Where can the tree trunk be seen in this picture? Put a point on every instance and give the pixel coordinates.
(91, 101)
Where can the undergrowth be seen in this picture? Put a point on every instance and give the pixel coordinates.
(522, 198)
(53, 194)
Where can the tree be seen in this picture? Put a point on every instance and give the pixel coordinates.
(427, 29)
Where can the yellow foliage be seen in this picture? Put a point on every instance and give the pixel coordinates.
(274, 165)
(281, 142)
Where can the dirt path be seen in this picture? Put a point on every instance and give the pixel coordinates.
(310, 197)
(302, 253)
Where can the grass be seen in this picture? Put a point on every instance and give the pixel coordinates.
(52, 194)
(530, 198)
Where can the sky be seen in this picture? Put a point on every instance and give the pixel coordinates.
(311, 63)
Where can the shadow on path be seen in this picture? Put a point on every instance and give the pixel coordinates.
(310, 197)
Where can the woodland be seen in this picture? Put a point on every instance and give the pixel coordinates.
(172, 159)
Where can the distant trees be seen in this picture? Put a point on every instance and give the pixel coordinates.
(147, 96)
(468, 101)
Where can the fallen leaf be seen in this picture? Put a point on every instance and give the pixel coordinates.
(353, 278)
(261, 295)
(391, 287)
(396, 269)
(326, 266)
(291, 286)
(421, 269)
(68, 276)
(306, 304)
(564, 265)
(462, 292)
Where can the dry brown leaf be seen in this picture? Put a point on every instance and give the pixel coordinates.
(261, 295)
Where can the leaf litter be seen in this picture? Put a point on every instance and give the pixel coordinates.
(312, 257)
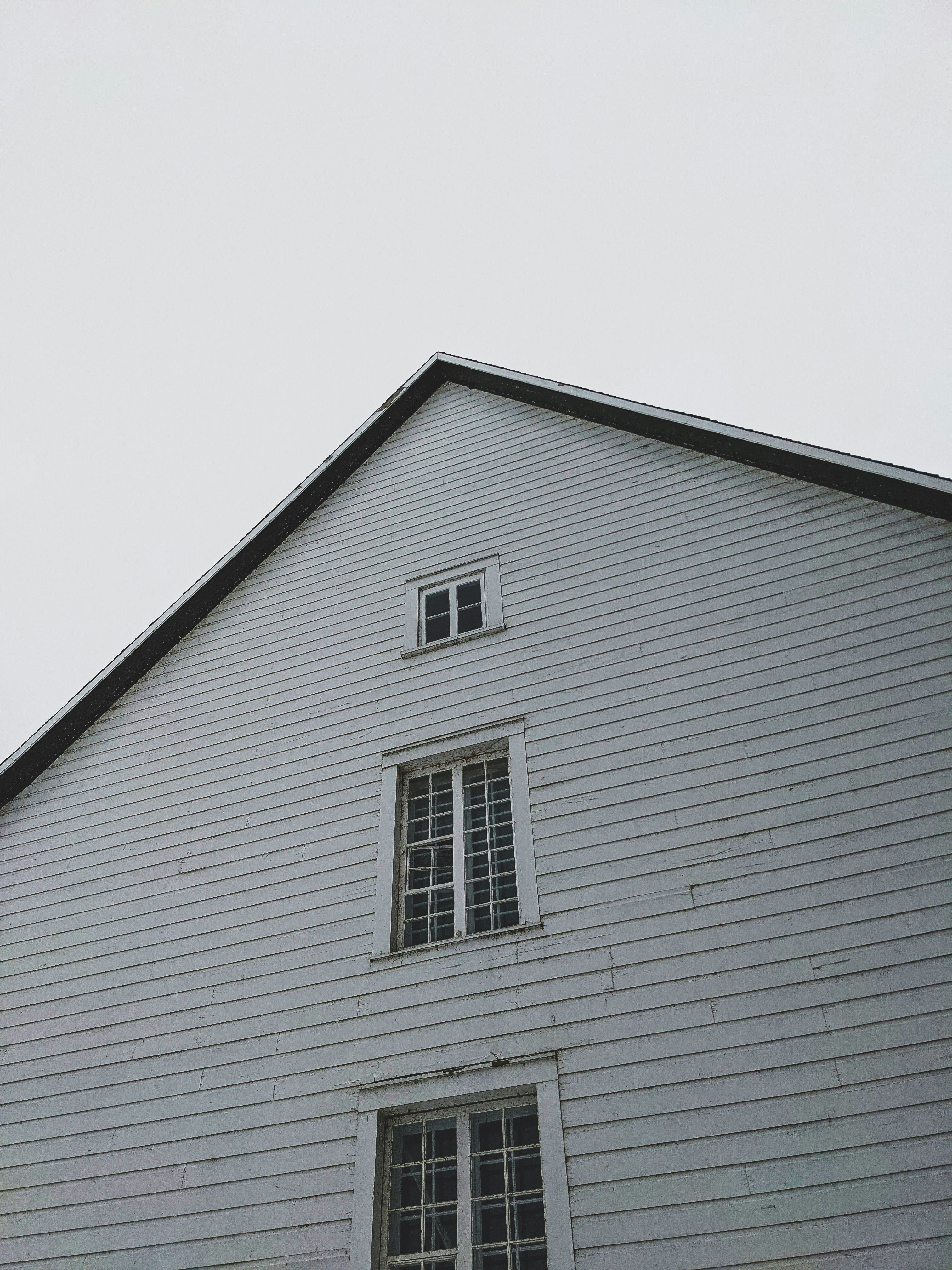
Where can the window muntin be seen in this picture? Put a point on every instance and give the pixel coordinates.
(459, 856)
(488, 1161)
(452, 610)
(508, 1216)
(423, 1194)
(428, 895)
(489, 848)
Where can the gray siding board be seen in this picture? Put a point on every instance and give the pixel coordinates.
(734, 689)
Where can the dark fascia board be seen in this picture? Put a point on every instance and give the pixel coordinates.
(917, 492)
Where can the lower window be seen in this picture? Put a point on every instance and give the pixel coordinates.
(466, 1183)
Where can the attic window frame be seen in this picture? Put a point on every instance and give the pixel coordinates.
(487, 571)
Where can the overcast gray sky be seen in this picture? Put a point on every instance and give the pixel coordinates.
(230, 229)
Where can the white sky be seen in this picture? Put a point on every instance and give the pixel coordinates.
(230, 229)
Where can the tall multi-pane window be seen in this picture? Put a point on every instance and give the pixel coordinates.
(468, 1181)
(423, 1196)
(489, 848)
(428, 903)
(508, 1215)
(459, 859)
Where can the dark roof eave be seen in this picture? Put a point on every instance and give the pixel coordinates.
(916, 492)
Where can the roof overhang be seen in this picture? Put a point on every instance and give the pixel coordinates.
(902, 487)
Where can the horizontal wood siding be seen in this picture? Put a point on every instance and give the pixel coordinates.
(735, 690)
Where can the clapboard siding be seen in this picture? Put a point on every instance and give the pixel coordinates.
(735, 690)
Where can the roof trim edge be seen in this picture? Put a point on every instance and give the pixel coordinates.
(905, 488)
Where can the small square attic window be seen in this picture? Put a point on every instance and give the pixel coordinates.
(452, 610)
(452, 606)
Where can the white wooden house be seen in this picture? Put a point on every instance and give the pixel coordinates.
(529, 848)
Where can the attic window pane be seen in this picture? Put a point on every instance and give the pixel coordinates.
(469, 600)
(437, 615)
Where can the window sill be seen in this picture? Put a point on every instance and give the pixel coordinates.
(456, 639)
(484, 938)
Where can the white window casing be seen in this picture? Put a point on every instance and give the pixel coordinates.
(397, 766)
(468, 1089)
(485, 572)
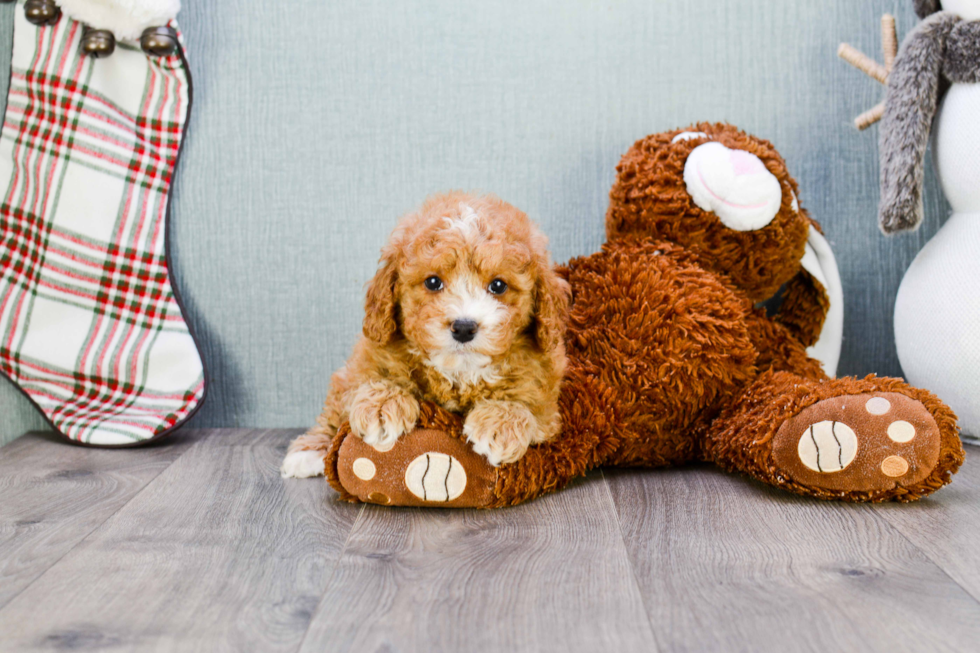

:: SET TASK ::
Format all of the data above as a numbered list, leaving out blank lines and the picture placeholders.

:: SOLUTION TO THIS EXERCISE ::
1. Where can the tree trunk be seen in this picture? Put a point on every instance and give the pixel coordinates.
2. (91, 101)
3. Where can the undergrowth be seen in this picture? Put a point on every instance and give the pixel coordinates.
4. (522, 198)
5. (53, 194)
6. Where can the tree be seen in this picture? Put a point on every instance and give the pixel coordinates.
7. (427, 29)
8. Where can the yellow foliage be seen in this picture? Put a point on every instance and give the pixel coordinates.
9. (274, 165)
10. (281, 142)
11. Where can the dirt path be seen in this picture? Put a point on every instance and give the pixel coordinates.
12. (310, 197)
13. (302, 253)
14. Where can the grass be seen in this picture? Put a point on every instance and give the pixel coordinates.
15. (52, 194)
16. (530, 198)
17. Where can the sky be seen in this picture? Put a point on every instance and give the pixel coordinates.
18. (311, 63)
19. Where can the shadow on path be seen in this picture? Put a point on every instance and give the pixel coordinates.
20. (310, 197)
21. Where can the woodland be seen in this picture? Put a point on every instance and give the pixel coordinates.
22. (172, 159)
23. Where can the distant trees be seen in this picture? Put a point on every instance and give the pixel coordinates.
24. (147, 96)
25. (468, 101)
26. Where can the fallen leaf be seen in this picture? Put a point on every instance and give the pixel coordinates.
27. (353, 278)
28. (261, 295)
29. (391, 287)
30. (396, 269)
31. (326, 266)
32. (291, 286)
33. (421, 269)
34. (68, 276)
35. (306, 304)
36. (564, 265)
37. (462, 292)
38. Where can the dry brown leaf be seen in this picture? Put a point on every instance and give the pixel coordinates.
39. (261, 295)
40. Where can the leaf litter be seen in this picture? Put a point on every instance and give the pixel coordinates.
41. (312, 257)
42. Where can the window muntin be seen in this picture? Put a point on every instance and give the pixel coordinates.
43. (459, 856)
44. (488, 1161)
45. (452, 610)
46. (508, 1216)
47. (423, 1194)
48. (428, 895)
49. (489, 848)
50. Where can the gray siding board be seen in this picture? Put a point on every instance and give the pixel coordinates.
51. (734, 689)
52. Where can the dark fascia board be seen in this picture? Put a point on every instance and give the pixel coordinates.
53. (917, 492)
54. Where can the lower window be seen in this picture? Put a point on every instance and give the pixel coordinates.
55. (466, 1183)
56. Where can the attic window frame be seen in this picture? Put a point on every instance and give the pixel coordinates.
57. (487, 571)
58. Where can the overcast gray sky be seen in this picture? Put a point on every instance and give the pixel coordinates.
59. (230, 229)
60. Where can the white sky be seen in this picture? Put a point on every instance and give the pixel coordinates.
61. (230, 229)
62. Where can the tall multi-pane window be seen in this picture? Put a point on every instance and give the pixel coordinates.
63. (468, 1181)
64. (423, 1196)
65. (489, 848)
66. (428, 903)
67. (508, 1215)
68. (459, 859)
69. Where can the dark roof eave be seen in this picture? Put a point on every instance and give the pixel coordinates.
70. (916, 492)
71. Where can the roof overhang be seen in this picture? Put a point on every instance and give the pixel coordinates.
72. (902, 487)
73. Where can the horizontal wood siding be seen in this picture? Put a point on every instance and give the pixel coordinates.
74. (735, 690)
75. Where can the clapboard siding be seen in this picture? Put a point on every instance and give the pixel coordinates.
76. (735, 690)
77. Where can the roof trim edge be seen in this picture? Put a point on every instance and give the pixel coordinates.
78. (905, 488)
79. Where can the small square attic window be seen in this picture? Put a point on every instance and give the pixel coordinates.
80. (452, 610)
81. (452, 606)
82. Where can the white wooden house be seen in this picture? Put a point on every instance and give the pixel coordinates.
83. (529, 848)
84. Where can the attic window pane be seen in this picture? Put a point on every instance and give the pixel coordinates.
85. (469, 600)
86. (437, 615)
87. Where can the window sill be seen in this picture? Put a point on every instance and give the pixel coordinates.
88. (456, 639)
89. (484, 938)
90. Where can the white window casing be seen in this picture? Put a point on every instance and give the pixel coordinates.
91. (397, 766)
92. (468, 1089)
93. (485, 572)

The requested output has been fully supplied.